WHAT NEEDS TO BE DONE. In the copy, include every entry exactly but none of the pictures.
** BEGIN MATERIAL TO PROCESS **
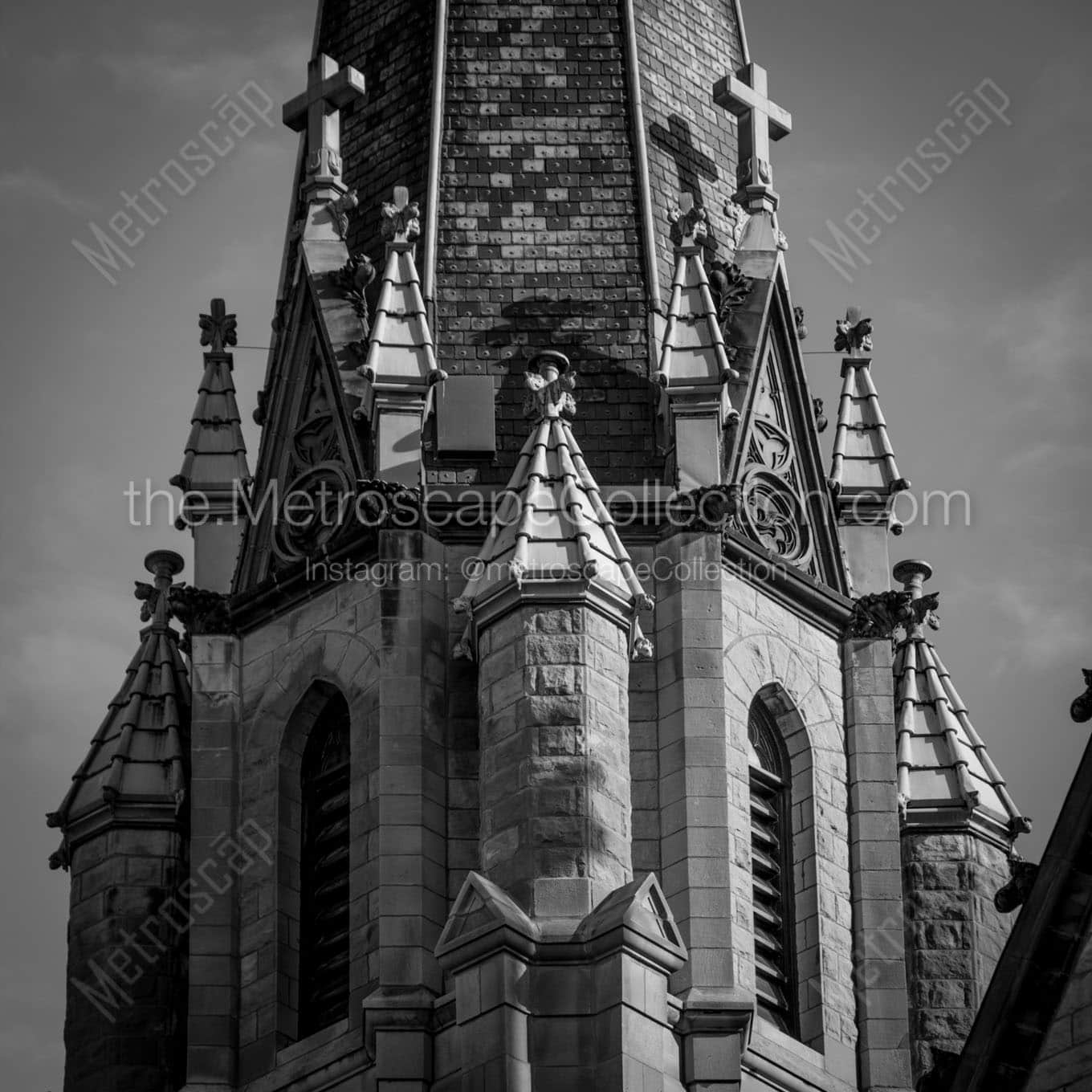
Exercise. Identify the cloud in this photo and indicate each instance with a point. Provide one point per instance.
(29, 184)
(196, 69)
(1043, 622)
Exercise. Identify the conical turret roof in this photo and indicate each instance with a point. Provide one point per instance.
(551, 525)
(946, 776)
(140, 755)
(863, 460)
(215, 452)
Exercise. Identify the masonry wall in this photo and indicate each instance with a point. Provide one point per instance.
(385, 136)
(955, 935)
(684, 49)
(1065, 1061)
(797, 670)
(124, 1024)
(384, 646)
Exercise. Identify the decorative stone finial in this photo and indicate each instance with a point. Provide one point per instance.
(744, 94)
(352, 279)
(218, 328)
(912, 573)
(688, 222)
(1082, 709)
(737, 218)
(731, 288)
(318, 112)
(340, 209)
(853, 334)
(401, 218)
(549, 385)
(164, 564)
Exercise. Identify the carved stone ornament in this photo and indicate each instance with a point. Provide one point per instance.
(737, 218)
(218, 329)
(878, 615)
(149, 597)
(548, 384)
(772, 509)
(1015, 894)
(401, 218)
(730, 288)
(853, 334)
(688, 222)
(1082, 709)
(352, 279)
(339, 212)
(201, 612)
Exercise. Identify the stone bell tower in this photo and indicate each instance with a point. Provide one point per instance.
(542, 730)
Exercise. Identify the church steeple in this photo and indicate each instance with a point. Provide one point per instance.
(124, 822)
(864, 478)
(946, 776)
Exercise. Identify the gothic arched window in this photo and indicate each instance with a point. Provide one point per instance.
(772, 871)
(324, 931)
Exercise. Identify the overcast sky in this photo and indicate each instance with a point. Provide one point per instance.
(979, 287)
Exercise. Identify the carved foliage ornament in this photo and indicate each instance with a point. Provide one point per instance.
(316, 483)
(549, 385)
(218, 329)
(731, 290)
(689, 223)
(339, 211)
(352, 279)
(401, 218)
(1015, 894)
(772, 511)
(737, 218)
(878, 615)
(853, 334)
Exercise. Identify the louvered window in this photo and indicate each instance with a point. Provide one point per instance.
(772, 873)
(324, 942)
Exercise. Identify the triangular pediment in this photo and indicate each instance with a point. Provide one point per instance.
(312, 454)
(785, 503)
(479, 907)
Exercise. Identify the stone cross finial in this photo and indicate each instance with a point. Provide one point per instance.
(744, 96)
(853, 334)
(549, 385)
(401, 218)
(317, 109)
(688, 222)
(218, 328)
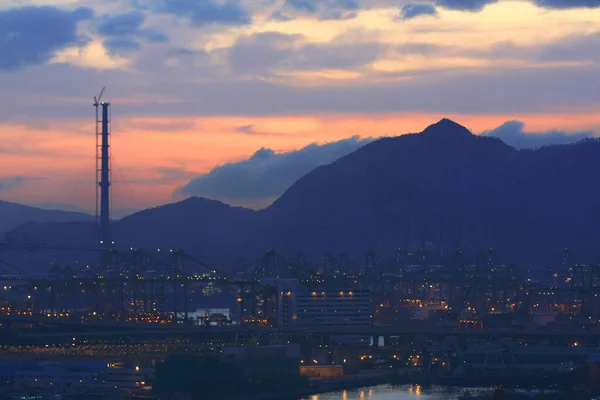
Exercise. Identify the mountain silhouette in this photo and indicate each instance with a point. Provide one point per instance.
(455, 187)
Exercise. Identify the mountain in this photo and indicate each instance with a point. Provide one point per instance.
(445, 182)
(13, 215)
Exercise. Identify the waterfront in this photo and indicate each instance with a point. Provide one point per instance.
(391, 392)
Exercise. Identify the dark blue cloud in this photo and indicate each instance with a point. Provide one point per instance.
(32, 35)
(325, 9)
(564, 4)
(465, 5)
(154, 36)
(513, 134)
(7, 183)
(200, 12)
(410, 11)
(122, 24)
(121, 45)
(267, 174)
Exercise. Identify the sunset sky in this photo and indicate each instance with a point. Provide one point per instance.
(220, 98)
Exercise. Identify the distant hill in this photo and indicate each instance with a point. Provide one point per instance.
(472, 191)
(13, 215)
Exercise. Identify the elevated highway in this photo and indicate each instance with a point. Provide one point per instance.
(61, 327)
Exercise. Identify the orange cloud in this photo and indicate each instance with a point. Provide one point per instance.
(153, 156)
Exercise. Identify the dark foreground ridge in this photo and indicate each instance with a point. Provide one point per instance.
(462, 188)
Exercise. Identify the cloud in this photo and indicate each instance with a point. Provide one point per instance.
(125, 27)
(32, 35)
(325, 9)
(465, 5)
(121, 45)
(410, 11)
(564, 4)
(513, 134)
(278, 15)
(121, 25)
(200, 12)
(267, 174)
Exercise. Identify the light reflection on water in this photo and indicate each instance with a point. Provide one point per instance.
(391, 392)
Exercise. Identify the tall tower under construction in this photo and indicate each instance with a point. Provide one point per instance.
(103, 169)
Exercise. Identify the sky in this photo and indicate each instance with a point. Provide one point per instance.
(236, 99)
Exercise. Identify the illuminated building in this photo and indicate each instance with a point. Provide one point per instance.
(334, 307)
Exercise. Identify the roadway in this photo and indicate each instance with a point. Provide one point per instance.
(68, 327)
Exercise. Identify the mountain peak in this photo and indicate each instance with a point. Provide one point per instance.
(447, 128)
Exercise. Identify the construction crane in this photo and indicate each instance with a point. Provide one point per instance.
(97, 99)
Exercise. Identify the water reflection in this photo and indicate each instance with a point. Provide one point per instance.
(392, 392)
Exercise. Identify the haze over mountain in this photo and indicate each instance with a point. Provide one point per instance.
(13, 215)
(471, 190)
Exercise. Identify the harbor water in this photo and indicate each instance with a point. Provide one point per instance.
(393, 392)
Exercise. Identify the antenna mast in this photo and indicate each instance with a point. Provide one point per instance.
** END MATERIAL TO PROCESS **
FINISHED ANSWER.
Exercise. Identify the cloud in this photo and indicate each instance with a point. Provide one point per instance.
(29, 184)
(196, 69)
(1043, 622)
Exercise. Identify the conical turret roof in this photo and indicate each instance with a point. Provide one point per instance.
(551, 525)
(946, 776)
(140, 755)
(863, 460)
(215, 452)
Exercise. Identify the masonry wall in this photo and indicate each instance with a point. Provide one point per instance.
(385, 136)
(955, 935)
(684, 49)
(1065, 1061)
(797, 670)
(124, 1024)
(384, 646)
Exercise. Identify the decorative stone finial in this photo and indicate each instance with a point. Provide one point per instance.
(744, 94)
(352, 279)
(218, 328)
(912, 573)
(688, 222)
(1082, 709)
(737, 218)
(731, 288)
(318, 112)
(340, 209)
(853, 334)
(401, 218)
(549, 385)
(164, 564)
Exercise. Identify the carved stone ornament in this photo and indicate each instance with a point. Provide one point per instance.
(737, 218)
(218, 329)
(878, 615)
(149, 597)
(548, 384)
(772, 509)
(1015, 894)
(401, 218)
(730, 288)
(853, 334)
(688, 222)
(1082, 709)
(352, 279)
(339, 212)
(201, 612)
Exercise. Identify the stone bell tower in this photo and indicate each instance with a point. Provide one point per instance.
(542, 730)
Exercise. Identify the church steeple in this photo and indicate each instance with a point. Provide one point per instance.
(124, 822)
(864, 478)
(946, 776)
Exercise. Identify the gothic arched window in this photo and indicate each instance with a point. Provide one point per instance.
(772, 871)
(324, 931)
Exercise. Identify the overcast sky in this photo and indicate each instance with a point. Provide one point per instance.
(979, 287)
Exercise. Identify the carved foliage ornament in this photo and indicate each instance with a point. Provide one point per instance.
(316, 483)
(549, 385)
(218, 329)
(731, 290)
(689, 223)
(339, 211)
(352, 279)
(401, 218)
(1015, 894)
(772, 511)
(737, 218)
(878, 615)
(853, 334)
Exercise. Identify the louvered window in this photo and indicate each instance with a point. Provide one point per instance.
(772, 873)
(324, 942)
Exercise. Identify the triangular pediment in this photo and indicate each instance with a point. Provide one point per instance.
(312, 454)
(785, 503)
(479, 907)
Exercise. Identify the stone cross finial in this photo and indicate each instance with a point. Provide one point per instance.
(744, 96)
(853, 334)
(549, 385)
(401, 218)
(317, 109)
(688, 222)
(218, 328)
Exercise. Identify the mountain silhouette in this photo and indicate each instance with a point. Provide one point per instance.
(455, 187)
Exercise. Identify the mountain in this photo and indicate each instance with a point. Provide one point per instance.
(445, 182)
(13, 215)
Exercise. Identify the waterfront in this photo and indicate each instance with a point. Provide one point per instance.
(391, 392)
Exercise. Identify the dark blue cloud in this photo and indicate each instance with a point. Provide one point per instance.
(32, 35)
(325, 9)
(564, 4)
(465, 5)
(154, 36)
(513, 134)
(7, 183)
(200, 12)
(410, 11)
(122, 24)
(121, 45)
(267, 174)
Exercise. Identify the sunset sky in this photo and indicate each instance with a point. Provide one point per instance.
(220, 98)
Exercise. Identify the distant hill in this photo and indicate each instance with a point. Provide one point per instance.
(472, 191)
(13, 215)
Exercise. Identify the elevated highway in this photo and indicate each instance with a point. Provide one point per instance.
(61, 327)
Exercise. Identify the orange cloud in this photo and indicate each instance with a point. Provide one point per instance.
(153, 156)
Exercise. Identify the dark foreground ridge in this photo and indicate each instance with a point. Provide one point per instance.
(462, 188)
Exercise. Identify the cloud in this photo and indicate each instance with a point. Provide one point per instance.
(125, 27)
(32, 35)
(325, 9)
(465, 5)
(121, 45)
(410, 11)
(564, 4)
(513, 134)
(278, 15)
(121, 25)
(200, 12)
(267, 174)
Exercise. Identify the light reflection on water in this photo and indicate each instance with a point. Provide one point per instance.
(391, 392)
Exercise. Identify the tall tower under construction in this photo and indicate each instance with a point. Provide one point per instance.
(103, 169)
Exercise. Identify the sky in this photo and indicate each instance with a point. Provide one point per instance.
(236, 99)
Exercise. Identify the illuminated building in this photo and indicate each instance with a point. Provide one point per instance.
(334, 307)
Exercise. Identify the roadway in this photo and indicate each instance with a point. Provide one point per instance.
(68, 327)
Exercise. Identify the mountain peak in this photo and indicate each instance with a point. Provide one point per instance.
(447, 128)
Exercise. Identify the construction crane in this photo and indicate each instance with a point. Provide one point per instance.
(97, 99)
Exercise. Identify the water reflection in this photo and indicate each instance with a point. Provide one point per instance.
(392, 392)
Exercise. Identify the haze over mountain in this photo and indicate each instance with a point. Provide one point per instance.
(13, 215)
(471, 190)
Exercise. Identify the harbor water in this photo and indicate each instance with a point. Provide one point per instance.
(393, 392)
Exercise. Identify the antenna mast in this photo and indicate each instance with a point. Provide one point per instance.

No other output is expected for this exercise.